## 指示 1
データセット項目の一覧から、「13, row 332.」を含む行で始まり「column 494, row 207」を含む行で終わる部分を、両端の行も含めて一字一句変えずに抜き出してください。

## 出典
--

ルカ以外の3書はいずれもユダヤ戦争中のエルサレム陥落と解釈できる言及があり、これが70年の出来事であることから、3書の完成はこれを遡らないと推測されている。またルカ書は更に降ってエルサレム神殿の破壊後の完成であると考えられている。ただしルカ書の著者はルカ書の続編として使徒言行録を書いているが、使徒言行録はパウロのローマ宣教までで終わっており、後代の伝承に見られパウロ書簡の中で示唆されるイベリア宣教と、有名なネロ帝迫害下でのローマでの殉教(紀元64年頃)までは記されていない。この原因は不明である。 またイエスの奇蹟とされる事象には当時の新皇帝ウェスパシアヌスを称揚するために流布された奇蹟譚と類似するものが多い。これらの書が『新約聖書』としてまとめられたのは150年から225年ごろの間であるといわれる。福音書で最も遅い成立とされる『ヨハネ福音書』はユスティノスによる引用が見られることから紀元160年頃までには成立している。
歴史書
イエスの死後の初代教会の歴史
使徒言行録 (使徒の働き、使徒行伝、使徒行録、使徒書 別名:聖霊行伝) ルカ
書簡
書簡にはさまざまな内容のものが含まれている。歴史的キリスト教会はこれが神の啓示であるとしてきたが、批判的研究では、それらから初期のキリスト教思想がどのように発展していったかをうかがい知ることができると主張される。書簡の中には著者の名前が書かれているものもあるが、高等批評ではそれらは本当の著者というわけではないといわれる。近代以降の高等批評によって、多くの書簡が、著者とされる人物の名を借りた偽作であると主張された。
パウロ書簡
詳細は「パウロ書簡」を参照
『パウロ書簡』とは使徒パウロの手紙(歴史的キリスト教会がパウロのものとしてきた手紙)の総称である。近代の高等批評では牧会書簡だけでなく、いくつかのパウロ書簡は単にパウロの名を借りただけのものであると主張され、そのようなものは「擬似パウロ書簡」などと呼ばれる。一般に高等批評ではパウロ書簡の成立が福音書群に先立つとしている。

--

## データセット項目

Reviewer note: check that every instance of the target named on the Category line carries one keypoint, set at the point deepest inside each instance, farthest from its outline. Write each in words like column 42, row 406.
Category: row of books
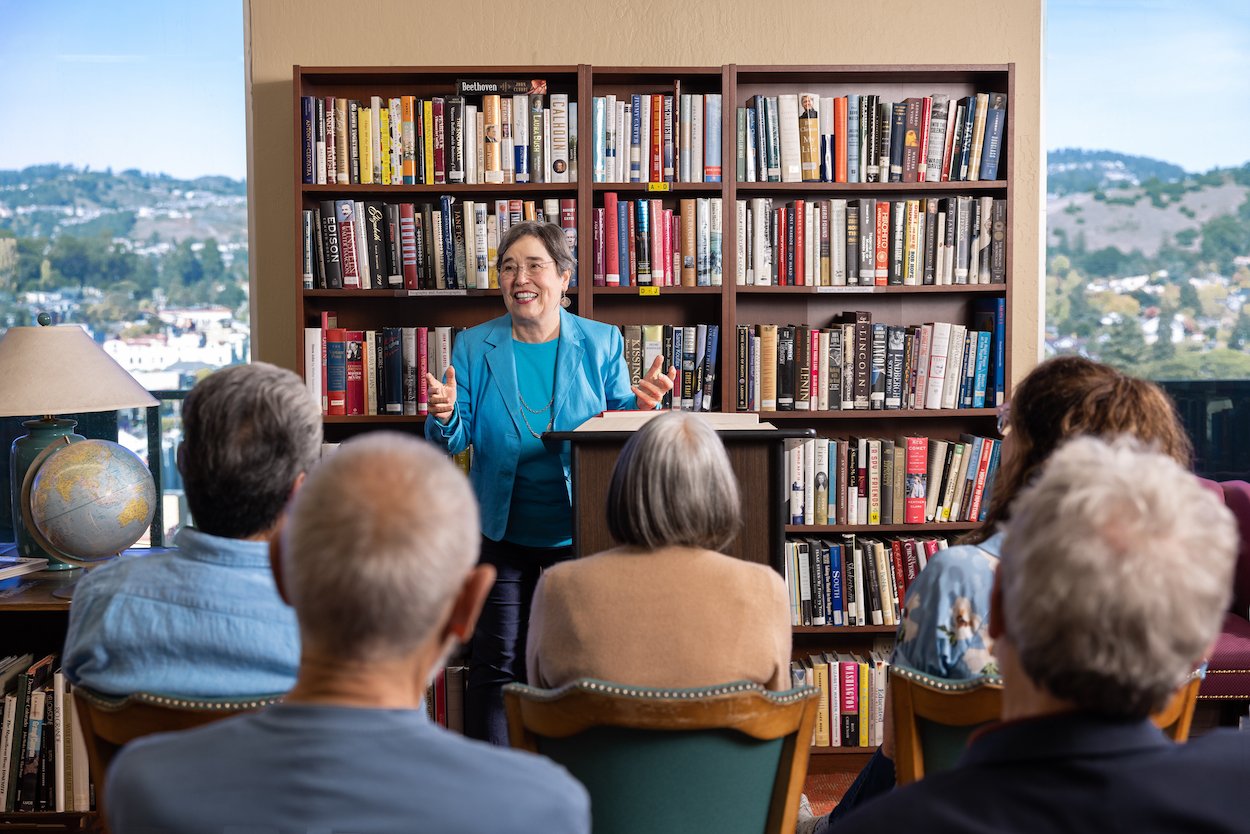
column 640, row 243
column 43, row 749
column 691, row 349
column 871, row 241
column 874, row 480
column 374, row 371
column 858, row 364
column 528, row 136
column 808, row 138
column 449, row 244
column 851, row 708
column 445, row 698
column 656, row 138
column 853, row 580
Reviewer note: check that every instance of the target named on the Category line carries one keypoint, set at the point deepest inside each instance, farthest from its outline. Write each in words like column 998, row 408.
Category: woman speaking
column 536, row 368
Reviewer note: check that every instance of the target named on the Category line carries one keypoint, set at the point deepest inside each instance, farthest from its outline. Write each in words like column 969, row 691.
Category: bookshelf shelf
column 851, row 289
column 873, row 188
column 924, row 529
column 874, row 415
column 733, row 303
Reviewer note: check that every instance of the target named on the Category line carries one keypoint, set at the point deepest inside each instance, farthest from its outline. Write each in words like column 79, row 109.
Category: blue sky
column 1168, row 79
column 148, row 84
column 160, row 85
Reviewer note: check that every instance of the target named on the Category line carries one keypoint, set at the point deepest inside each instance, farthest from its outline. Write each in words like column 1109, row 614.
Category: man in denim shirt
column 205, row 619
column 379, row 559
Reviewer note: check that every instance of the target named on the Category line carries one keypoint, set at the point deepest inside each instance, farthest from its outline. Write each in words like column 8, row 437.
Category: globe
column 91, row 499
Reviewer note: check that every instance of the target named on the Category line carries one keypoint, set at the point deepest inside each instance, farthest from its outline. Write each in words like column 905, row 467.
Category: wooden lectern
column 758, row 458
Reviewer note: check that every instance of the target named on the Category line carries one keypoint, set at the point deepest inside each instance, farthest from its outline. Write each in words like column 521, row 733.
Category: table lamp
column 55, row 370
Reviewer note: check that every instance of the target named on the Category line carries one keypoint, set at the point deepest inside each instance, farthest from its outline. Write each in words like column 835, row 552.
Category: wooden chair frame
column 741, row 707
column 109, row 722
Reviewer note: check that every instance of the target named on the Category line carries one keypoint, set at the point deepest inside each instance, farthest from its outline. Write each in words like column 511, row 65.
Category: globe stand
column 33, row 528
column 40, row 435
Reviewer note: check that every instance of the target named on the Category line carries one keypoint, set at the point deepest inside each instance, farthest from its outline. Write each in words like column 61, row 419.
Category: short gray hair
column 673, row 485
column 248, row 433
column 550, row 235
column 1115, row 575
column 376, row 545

--

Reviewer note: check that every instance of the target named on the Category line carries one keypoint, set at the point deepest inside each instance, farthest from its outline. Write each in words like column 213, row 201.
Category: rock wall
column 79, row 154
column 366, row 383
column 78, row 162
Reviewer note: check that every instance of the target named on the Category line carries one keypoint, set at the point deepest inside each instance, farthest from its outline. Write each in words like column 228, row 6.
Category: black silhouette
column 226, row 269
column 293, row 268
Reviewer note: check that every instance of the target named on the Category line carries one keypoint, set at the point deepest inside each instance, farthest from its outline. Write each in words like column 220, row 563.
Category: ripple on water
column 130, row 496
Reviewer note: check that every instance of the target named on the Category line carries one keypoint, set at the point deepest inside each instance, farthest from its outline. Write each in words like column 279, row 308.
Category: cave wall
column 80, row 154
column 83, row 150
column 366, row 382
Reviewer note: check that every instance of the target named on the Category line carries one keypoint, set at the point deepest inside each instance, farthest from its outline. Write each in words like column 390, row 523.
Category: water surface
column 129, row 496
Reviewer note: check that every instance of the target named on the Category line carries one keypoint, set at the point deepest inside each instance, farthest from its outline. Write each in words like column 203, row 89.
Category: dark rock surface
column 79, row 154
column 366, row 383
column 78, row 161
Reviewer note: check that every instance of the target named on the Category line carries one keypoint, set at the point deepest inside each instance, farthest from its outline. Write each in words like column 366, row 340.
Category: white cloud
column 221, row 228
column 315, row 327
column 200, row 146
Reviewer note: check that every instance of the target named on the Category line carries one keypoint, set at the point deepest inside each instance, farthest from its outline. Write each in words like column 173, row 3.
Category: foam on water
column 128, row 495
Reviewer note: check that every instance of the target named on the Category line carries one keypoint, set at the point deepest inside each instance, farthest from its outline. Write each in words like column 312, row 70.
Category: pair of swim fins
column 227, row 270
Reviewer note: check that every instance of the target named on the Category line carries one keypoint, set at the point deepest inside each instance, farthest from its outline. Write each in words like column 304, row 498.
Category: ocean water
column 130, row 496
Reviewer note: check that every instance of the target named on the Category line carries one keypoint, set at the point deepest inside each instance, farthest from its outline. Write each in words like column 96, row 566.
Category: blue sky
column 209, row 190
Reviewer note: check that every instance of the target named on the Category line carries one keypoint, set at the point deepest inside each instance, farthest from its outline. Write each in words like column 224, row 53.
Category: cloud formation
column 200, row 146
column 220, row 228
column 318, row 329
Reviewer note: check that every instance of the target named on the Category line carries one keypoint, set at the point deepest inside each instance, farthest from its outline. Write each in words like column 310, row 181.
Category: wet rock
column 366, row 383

--

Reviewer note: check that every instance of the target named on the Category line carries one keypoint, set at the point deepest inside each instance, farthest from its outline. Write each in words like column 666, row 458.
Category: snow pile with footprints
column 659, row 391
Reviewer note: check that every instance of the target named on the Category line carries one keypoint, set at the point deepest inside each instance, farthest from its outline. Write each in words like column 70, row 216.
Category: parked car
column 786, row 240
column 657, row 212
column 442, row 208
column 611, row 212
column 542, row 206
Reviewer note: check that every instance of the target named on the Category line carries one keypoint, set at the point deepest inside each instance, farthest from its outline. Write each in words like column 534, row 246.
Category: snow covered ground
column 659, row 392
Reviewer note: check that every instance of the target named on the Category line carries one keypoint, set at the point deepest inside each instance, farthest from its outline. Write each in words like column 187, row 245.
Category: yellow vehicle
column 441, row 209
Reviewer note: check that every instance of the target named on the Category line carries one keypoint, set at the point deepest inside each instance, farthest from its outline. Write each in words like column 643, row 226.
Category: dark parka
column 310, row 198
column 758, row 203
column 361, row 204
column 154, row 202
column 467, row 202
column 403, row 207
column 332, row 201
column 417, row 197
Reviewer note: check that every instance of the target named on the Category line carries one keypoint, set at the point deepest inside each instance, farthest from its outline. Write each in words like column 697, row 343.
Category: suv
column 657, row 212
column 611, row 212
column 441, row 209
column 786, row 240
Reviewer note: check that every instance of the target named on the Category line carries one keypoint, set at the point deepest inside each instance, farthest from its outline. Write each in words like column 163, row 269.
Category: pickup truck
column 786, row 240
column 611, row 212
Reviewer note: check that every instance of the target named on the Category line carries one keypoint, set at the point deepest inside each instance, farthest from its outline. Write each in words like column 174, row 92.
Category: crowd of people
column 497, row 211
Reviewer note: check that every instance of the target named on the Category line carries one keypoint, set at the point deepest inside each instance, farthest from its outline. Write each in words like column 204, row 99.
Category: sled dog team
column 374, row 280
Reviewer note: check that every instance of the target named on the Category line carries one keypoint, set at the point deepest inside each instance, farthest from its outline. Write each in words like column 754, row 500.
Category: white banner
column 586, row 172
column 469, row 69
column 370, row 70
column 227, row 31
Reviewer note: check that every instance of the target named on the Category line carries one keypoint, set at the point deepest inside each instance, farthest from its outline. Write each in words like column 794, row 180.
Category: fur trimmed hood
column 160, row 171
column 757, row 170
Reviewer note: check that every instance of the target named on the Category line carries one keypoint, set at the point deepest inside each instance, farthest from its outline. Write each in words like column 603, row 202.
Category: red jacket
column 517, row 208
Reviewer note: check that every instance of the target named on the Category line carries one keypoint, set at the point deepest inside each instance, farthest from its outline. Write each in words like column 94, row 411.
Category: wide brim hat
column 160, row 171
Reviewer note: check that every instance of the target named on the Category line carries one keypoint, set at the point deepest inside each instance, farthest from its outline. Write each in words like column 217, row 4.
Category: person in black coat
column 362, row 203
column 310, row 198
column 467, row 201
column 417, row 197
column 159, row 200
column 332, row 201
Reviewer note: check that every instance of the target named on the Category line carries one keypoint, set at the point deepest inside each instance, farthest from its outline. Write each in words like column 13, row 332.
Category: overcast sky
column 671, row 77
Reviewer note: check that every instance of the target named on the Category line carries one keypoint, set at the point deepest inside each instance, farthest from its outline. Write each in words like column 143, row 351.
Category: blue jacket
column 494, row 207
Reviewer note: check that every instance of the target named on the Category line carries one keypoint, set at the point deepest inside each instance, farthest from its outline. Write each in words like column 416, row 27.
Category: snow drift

--

## 指示 2
新約聖書についての文章を、示されている最後の文の後から書き継いでください。

## 期待される出力 1
Reviewer note: check that every instance of the target named on the Category line carries one keypoint, set at the point deepest inside each instance, farthest from its outline. Write each in words like column 13, row 332.
Category: overcast sky
column 671, row 77
Reviewer note: check that every instance of the target named on the Category line carries one keypoint, set at the point deepest inside each instance, farthest from its outline. Write each in words like column 143, row 351.
Category: blue jacket
column 494, row 207

## 期待される出力 2
ローマの信徒への手紙 (ローマ人への手紙、ローマ書) パウロ
コリントの信徒への手紙一 (コリント人への手紙一、コリント前書) パウロ
コリントの信徒への手紙二 (コリント人への手紙二、コリント後書) パウロ
ガラテヤの信徒への手紙 (ガラテヤ人への手紙、ガラテヤ書) パウロ
エフェソの信徒への手紙 (エフェソ(エペソ)人への手紙、エフェソ(エペソ)書) パウロ
フィリピの信徒への手紙 (フィリピ(ピリピ)人への手紙、フィリピ(ピリピ)書) パウロ
コロサイの信徒への手紙 (コロサイ人への手紙、コロサイ書) パウロ
テサロニケの信徒への手紙一 (テサロニケ人への手紙一、テサロニケ前書) パウロ
テサロニケの信徒への手紙二 (テサロニケ人への手紙二、テサロニケ後書) パウロ
テモテへの手紙一 (テモテ前書、一テモテ) パウロ(牧会書簡)
テモテへの手紙二 (テモテ後書、二テモテ) パウロ(牧会書簡)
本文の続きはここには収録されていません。